> RECORDS SUPPLIED:
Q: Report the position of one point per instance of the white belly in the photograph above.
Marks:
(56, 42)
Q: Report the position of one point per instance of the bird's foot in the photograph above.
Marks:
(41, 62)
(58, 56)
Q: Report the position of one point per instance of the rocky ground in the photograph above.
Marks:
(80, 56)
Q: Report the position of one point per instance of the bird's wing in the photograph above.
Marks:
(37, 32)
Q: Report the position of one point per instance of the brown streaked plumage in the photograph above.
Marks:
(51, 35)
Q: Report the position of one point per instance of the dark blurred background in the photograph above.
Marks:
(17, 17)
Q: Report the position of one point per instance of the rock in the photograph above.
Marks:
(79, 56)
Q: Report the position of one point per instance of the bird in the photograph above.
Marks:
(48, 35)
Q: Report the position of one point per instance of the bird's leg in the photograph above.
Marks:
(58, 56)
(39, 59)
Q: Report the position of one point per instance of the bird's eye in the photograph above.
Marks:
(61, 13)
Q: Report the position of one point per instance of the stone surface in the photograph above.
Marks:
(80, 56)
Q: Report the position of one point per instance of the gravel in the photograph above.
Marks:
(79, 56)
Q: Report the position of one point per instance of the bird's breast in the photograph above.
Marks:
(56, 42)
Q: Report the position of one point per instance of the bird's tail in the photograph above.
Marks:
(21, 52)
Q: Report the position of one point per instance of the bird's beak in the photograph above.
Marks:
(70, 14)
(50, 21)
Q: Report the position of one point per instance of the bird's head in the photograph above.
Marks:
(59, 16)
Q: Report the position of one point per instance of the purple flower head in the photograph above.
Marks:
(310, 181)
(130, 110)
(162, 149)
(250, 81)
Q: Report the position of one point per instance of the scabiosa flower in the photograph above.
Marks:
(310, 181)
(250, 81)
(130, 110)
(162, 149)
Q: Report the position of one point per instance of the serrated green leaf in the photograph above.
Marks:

> GOAL OF THE EXERCISE: In the part of the records that begins with the line containing "tail in the photograph above." and runs through the end of the records, change "purple" to "violet" and reproduce only that part, leaving all else unchanged.

> OUTPUT OF THE TASK:
Q: Report the position of one point per instance of the bird's tail in the photograph above.
Marks:
(21, 52)
Q: Report the position of one point per instance of the bird's beak in the photograph above.
Marks:
(70, 14)
(50, 21)
Q: Report the position of one point per instance of the bird's head in the photograph above.
Marks:
(59, 16)
Q: Report the position of one point per instance of the violet flower head in the photograph above.
Marks:
(310, 181)
(130, 110)
(162, 149)
(250, 81)
Q: Report the position of one point per instance of the scabiosa flower in the photograph above.
Marks:
(310, 181)
(250, 81)
(130, 110)
(162, 149)
Q: Report the position of one point per instance of the serrated green leaf in the photograph above.
Marks:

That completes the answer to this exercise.